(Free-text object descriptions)
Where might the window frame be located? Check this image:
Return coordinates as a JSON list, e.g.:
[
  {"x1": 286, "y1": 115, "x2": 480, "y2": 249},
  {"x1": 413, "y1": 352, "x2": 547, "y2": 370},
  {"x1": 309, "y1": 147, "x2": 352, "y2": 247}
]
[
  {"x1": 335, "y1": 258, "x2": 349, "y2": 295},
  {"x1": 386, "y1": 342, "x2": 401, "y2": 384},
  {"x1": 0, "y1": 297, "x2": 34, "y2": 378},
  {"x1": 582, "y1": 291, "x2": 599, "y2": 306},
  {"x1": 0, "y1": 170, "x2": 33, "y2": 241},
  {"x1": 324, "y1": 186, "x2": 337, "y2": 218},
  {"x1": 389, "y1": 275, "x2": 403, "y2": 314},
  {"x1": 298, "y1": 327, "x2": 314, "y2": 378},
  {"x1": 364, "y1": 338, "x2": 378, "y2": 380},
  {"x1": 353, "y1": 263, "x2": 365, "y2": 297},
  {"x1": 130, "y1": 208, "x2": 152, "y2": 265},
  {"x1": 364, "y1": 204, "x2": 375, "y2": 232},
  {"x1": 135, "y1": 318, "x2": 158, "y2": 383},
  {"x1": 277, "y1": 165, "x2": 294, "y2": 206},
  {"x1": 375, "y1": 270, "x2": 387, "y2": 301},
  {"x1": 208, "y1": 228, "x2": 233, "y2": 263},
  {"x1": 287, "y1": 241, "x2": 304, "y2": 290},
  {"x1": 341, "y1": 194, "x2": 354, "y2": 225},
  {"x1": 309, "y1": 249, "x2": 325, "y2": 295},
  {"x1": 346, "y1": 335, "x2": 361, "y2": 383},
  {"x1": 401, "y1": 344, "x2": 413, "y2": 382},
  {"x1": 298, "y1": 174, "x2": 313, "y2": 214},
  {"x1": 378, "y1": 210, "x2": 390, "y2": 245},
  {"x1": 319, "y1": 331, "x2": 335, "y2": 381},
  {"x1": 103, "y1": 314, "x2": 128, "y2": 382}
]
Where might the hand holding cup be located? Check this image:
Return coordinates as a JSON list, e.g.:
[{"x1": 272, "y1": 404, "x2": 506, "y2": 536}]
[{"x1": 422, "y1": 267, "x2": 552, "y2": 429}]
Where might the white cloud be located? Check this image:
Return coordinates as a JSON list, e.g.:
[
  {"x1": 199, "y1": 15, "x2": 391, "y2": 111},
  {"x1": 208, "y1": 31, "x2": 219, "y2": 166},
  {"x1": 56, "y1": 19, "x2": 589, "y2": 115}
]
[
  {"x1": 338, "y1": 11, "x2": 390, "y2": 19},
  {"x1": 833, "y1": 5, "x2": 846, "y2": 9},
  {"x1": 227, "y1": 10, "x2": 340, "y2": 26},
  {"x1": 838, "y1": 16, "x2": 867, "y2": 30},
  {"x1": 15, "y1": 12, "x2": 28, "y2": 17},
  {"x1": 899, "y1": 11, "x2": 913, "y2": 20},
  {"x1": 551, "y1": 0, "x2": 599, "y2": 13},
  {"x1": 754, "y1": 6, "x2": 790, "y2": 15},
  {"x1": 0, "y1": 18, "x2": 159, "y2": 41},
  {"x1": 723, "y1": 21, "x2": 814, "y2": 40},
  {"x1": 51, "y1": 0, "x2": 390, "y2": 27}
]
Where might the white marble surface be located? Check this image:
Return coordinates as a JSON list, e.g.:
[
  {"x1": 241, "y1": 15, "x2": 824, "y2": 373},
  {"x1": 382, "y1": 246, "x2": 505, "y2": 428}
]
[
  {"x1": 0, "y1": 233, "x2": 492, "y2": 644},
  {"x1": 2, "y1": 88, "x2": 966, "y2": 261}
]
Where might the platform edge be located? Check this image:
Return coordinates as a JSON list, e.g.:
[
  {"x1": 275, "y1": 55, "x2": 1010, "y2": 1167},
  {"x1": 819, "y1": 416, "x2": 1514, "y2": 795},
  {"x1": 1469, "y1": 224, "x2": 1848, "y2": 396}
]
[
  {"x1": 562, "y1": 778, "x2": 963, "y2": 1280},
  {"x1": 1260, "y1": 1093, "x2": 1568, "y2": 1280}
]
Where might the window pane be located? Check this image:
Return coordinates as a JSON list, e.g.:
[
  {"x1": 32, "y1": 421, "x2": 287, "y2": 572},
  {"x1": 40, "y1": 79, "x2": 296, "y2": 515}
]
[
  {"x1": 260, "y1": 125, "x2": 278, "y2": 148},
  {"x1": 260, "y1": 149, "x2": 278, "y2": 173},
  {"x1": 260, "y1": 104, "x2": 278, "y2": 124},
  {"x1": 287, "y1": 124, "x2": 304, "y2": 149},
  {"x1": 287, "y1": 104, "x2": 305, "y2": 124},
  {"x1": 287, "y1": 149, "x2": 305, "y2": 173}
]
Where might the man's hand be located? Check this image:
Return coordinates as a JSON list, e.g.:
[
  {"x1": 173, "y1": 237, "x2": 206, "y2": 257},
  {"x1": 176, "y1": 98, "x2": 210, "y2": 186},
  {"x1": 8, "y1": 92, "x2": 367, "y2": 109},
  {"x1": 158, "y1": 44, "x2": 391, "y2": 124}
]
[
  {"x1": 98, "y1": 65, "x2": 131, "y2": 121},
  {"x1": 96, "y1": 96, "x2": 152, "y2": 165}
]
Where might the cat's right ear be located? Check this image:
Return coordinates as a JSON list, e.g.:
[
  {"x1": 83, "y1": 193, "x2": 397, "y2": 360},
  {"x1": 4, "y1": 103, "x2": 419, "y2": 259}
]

#### Work to be completed:
In the entries above, find each line with the string "hand" and copy it.

#### Output of the exercise:
Where might the hand holding cup be located? Check this image:
Where might the man's hand be located? Check this image:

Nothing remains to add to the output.